**Exercise**
Print the data below exactly, but only the lines from the one containing "As a warehouse robot's perception module, locate stone" down to the one containing "As a warehouse robot's perception module, locate gold", inclusive.

**Material for this task**
BEGIN
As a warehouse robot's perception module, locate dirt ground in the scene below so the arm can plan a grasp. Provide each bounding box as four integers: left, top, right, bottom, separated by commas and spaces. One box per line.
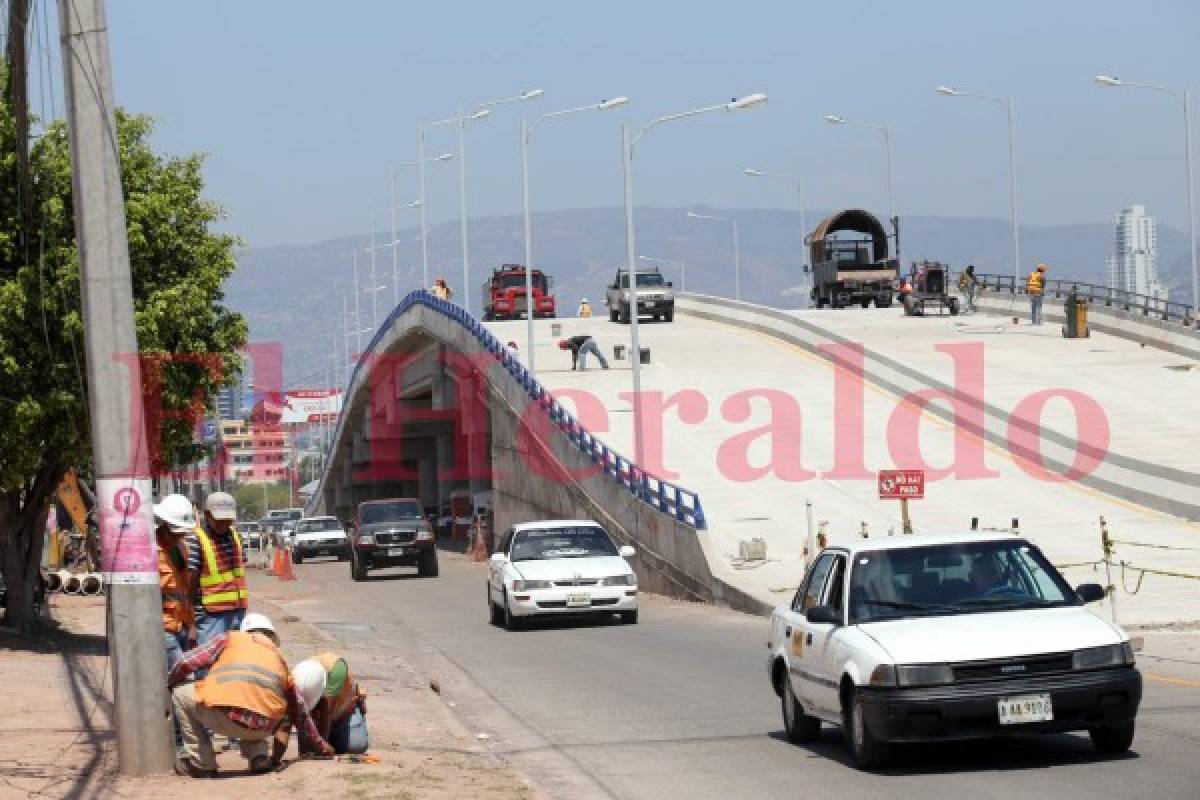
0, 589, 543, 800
END
BEGIN
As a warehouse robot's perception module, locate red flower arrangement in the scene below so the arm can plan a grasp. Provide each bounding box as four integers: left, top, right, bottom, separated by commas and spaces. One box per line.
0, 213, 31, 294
END
BEGIN
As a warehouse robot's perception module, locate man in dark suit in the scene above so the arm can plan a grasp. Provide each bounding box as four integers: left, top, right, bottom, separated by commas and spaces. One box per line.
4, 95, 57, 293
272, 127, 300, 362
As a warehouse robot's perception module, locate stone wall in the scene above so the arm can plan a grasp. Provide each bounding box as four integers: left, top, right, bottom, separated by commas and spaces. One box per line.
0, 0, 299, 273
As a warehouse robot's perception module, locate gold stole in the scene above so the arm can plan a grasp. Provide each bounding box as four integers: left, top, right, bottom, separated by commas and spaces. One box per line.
END
**Exercise result**
As a warehouse robot's perception module, locate stone wall in the scene above so the arm can plan a grasp. Provide each bounding box as four integers: left, top, right, bottom, separated by commas and spaces. One box per line.
0, 0, 299, 273
As a warehouse robot's perception module, locate gold stole in the scene above so the arm can plan a grasp. Provide each bounding box as four integers: left, top, right, bottom, separated by commas and spaces. One box per line.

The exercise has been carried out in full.